What you need to do: Return all the data, word for word.

Supplied data:

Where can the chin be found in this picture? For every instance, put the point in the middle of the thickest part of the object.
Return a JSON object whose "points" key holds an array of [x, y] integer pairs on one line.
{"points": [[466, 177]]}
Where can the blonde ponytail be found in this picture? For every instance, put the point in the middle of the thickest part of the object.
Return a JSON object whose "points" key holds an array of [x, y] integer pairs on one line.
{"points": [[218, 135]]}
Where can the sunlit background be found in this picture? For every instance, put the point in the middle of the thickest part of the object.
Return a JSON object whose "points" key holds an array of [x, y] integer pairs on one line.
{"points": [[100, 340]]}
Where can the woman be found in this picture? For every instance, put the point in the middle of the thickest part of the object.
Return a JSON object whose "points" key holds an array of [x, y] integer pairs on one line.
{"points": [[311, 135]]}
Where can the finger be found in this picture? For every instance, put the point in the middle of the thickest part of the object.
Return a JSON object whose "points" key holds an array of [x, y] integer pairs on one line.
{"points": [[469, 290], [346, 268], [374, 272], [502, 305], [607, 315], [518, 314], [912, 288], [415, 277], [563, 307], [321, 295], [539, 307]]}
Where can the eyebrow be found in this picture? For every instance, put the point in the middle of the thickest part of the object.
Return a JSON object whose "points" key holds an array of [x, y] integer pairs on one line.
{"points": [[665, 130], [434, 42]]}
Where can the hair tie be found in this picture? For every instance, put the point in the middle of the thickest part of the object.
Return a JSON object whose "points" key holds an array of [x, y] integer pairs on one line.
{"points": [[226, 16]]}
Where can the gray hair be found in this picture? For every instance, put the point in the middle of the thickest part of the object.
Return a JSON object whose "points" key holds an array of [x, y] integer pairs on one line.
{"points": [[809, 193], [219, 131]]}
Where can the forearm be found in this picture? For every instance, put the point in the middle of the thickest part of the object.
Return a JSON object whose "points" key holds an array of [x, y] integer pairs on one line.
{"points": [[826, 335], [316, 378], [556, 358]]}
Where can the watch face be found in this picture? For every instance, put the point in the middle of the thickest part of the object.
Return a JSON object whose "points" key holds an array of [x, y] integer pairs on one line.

Final answer:
Where can the chin be found in this picture? For every instance, put the point in the middle of the thickest part of the object.
Return a JSON object whose "points" key holds an array of [x, y] integer pairs on one line.
{"points": [[466, 177]]}
Where can the blonde ponytail be found in this picture? For every instance, put the point in the middle of the thickest part of the object.
Return a JSON object whose "points" key holds an array of [x, y] integer pairs on one line.
{"points": [[218, 135]]}
Where can the sunlit background be found in this picture? For every instance, put the point in the middle of the thickest part of the object.
Return a JSON object whose "points" key holds an array of [x, y] integer pairs on one line.
{"points": [[100, 340]]}
Where can the woman be found in this picture? For every instance, put the point in the middle of the thickest part of the object.
Return a JSON object whose "points" key holds an array of [x, y] integer pairs on one line.
{"points": [[311, 135]]}
Where can the finger be found in this picture? For every instance, put the point in the middle of the thickest part of the object.
Return a JSON object whose "points" key holds an array of [x, y] integer pairs on one line.
{"points": [[469, 290], [346, 268], [374, 272], [502, 305], [607, 315], [518, 314], [912, 288], [415, 277], [563, 307], [321, 295], [539, 307]]}
Where can the eyebrow be found in this picture? For every instance, put the point in the middle of the thickest part of the object.
Return a JSON object whose "points" key holds an array of [x, y] integer pairs on one line.
{"points": [[665, 130], [434, 42]]}
Where can the hair tie be found in this picture? For every instance, put the point in the middle of the thickest part of the object.
Return a JSON object whose "points" key holds an array of [x, y] integer pairs on one line.
{"points": [[226, 16]]}
Where can the gray hair be found in this picture? For every instance, put the point in the middle of the thickest part of the object.
Return a JSON object whose "points" key holds an array of [x, y] integer pairs on one line.
{"points": [[809, 193], [219, 131]]}
Where can the forearm be found in this picture? For every instance, put the point in the middle of the thickest part of the object.
Return a JSON object whose "points" key holds an array of [x, y] integer pairs on one line.
{"points": [[826, 335], [316, 378], [556, 358]]}
Where can the watch face be found in this picture? For every instance, put the point in the middle of the thickest part of the object.
Return a JSON object whose "points" key holds an array of [x, y] integer pairs on one line.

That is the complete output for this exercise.